TASK REQUIREMENTS — Find every line of the data below that contains the string "sandy" and copy each one out in full. Case counts.

DATA SUPPLIED —
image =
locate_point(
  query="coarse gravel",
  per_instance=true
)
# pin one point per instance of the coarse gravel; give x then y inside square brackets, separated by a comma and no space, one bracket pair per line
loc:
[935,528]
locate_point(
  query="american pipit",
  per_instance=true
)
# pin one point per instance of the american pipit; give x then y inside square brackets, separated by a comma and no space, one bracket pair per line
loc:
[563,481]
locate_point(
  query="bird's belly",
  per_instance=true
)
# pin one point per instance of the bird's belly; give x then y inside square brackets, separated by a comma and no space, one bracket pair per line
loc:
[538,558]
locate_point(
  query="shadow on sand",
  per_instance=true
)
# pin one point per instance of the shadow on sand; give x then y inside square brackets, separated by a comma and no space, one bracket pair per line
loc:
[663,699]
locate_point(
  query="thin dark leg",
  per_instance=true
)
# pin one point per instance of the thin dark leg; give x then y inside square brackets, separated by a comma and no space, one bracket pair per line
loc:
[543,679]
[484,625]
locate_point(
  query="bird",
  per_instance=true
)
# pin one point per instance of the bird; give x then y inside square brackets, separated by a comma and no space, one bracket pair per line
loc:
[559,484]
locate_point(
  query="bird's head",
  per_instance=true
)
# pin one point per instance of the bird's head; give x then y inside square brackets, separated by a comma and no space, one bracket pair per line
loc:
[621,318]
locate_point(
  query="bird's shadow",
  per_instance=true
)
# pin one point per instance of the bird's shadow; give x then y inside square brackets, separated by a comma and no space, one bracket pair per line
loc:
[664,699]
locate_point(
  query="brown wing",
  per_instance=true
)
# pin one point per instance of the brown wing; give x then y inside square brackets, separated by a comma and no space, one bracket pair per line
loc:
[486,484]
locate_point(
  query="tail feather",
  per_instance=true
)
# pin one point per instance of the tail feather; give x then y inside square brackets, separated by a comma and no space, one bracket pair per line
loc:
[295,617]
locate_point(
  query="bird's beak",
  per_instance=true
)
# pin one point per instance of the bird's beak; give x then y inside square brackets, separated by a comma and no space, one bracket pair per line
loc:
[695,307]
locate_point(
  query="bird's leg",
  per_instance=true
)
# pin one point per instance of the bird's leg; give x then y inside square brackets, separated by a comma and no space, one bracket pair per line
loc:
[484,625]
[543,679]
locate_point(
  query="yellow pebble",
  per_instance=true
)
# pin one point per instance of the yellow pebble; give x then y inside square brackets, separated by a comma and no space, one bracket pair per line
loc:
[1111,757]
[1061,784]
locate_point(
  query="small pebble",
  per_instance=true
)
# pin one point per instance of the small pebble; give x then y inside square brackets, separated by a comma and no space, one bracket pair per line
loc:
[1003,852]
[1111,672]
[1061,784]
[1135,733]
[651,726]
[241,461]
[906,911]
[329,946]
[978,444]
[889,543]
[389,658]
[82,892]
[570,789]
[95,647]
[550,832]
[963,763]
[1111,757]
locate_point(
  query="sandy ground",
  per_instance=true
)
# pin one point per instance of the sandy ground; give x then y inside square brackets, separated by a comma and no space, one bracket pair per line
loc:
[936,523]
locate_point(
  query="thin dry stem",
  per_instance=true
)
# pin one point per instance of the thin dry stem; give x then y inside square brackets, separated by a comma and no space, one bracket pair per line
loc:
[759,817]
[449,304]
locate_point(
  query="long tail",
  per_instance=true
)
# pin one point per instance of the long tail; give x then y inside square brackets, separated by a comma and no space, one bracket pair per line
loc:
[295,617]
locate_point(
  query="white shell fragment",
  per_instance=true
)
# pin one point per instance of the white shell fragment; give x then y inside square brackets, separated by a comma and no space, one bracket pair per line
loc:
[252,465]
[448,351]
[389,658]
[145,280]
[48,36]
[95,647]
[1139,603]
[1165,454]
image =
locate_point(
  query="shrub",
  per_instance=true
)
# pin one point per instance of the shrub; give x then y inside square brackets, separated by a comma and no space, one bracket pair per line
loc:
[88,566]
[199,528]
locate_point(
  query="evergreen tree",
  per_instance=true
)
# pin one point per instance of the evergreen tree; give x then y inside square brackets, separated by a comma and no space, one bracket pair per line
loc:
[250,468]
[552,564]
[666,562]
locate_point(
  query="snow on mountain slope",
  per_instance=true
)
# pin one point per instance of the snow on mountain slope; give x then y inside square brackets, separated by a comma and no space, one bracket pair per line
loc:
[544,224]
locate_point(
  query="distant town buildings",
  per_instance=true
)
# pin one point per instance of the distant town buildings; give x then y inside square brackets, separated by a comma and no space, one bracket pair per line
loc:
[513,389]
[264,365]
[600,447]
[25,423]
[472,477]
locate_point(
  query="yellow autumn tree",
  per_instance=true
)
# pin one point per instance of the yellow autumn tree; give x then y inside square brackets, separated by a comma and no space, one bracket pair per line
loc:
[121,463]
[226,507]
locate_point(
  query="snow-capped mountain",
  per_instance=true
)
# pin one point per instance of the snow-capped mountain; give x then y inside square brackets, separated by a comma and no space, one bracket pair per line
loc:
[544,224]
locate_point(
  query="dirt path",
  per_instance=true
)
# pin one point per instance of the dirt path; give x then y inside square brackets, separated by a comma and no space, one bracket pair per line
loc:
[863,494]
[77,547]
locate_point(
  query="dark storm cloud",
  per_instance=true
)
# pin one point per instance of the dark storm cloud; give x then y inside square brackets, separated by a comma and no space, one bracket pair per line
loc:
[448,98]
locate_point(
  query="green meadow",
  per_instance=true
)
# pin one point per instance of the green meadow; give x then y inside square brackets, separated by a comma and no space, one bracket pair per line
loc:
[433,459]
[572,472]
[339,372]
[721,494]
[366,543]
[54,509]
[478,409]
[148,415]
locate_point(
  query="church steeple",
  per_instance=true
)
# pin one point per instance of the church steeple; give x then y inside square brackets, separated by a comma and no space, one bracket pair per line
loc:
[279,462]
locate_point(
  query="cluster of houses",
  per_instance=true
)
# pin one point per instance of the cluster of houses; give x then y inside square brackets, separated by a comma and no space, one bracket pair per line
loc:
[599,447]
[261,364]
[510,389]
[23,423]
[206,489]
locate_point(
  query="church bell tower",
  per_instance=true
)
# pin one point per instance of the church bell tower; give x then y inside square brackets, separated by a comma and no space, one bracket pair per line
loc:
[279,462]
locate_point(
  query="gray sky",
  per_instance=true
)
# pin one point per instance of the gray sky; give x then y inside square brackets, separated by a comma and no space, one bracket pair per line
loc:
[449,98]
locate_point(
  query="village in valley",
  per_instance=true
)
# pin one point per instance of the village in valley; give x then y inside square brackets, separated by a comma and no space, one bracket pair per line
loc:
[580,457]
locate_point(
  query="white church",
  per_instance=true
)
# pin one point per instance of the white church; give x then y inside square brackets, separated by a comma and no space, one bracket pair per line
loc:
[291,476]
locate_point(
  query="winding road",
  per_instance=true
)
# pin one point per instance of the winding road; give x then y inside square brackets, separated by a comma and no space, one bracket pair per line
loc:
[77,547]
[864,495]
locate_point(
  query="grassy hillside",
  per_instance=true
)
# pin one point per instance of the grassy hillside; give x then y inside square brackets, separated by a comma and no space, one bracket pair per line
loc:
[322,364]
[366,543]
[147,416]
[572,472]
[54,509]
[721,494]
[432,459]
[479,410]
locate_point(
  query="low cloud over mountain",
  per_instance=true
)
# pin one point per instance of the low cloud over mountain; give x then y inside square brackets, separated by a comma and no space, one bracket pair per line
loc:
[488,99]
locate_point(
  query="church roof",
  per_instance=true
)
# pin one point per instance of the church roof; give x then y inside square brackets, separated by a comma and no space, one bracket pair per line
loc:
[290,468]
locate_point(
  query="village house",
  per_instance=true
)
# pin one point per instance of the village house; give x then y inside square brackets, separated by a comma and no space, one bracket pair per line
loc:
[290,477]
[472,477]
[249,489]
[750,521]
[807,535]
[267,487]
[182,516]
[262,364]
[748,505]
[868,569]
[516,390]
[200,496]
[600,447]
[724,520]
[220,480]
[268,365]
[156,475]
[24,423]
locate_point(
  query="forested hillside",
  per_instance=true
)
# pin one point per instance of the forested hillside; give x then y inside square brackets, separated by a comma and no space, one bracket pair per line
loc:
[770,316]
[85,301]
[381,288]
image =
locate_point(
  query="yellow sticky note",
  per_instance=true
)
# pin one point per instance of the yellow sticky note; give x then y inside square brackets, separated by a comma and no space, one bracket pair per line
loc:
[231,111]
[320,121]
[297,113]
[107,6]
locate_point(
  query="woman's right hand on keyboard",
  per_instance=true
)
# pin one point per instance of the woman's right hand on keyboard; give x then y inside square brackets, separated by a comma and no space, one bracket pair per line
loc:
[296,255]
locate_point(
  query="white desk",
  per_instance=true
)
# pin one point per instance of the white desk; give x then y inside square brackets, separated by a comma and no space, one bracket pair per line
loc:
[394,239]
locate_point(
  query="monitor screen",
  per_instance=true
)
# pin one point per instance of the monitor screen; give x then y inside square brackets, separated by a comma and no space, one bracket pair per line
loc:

WORKED ANSWER —
  query="sandy ground",
# pin one point per instance of the sandy ground; give x then y inside square brackets, separated by a comma and no space, one bracket pair per line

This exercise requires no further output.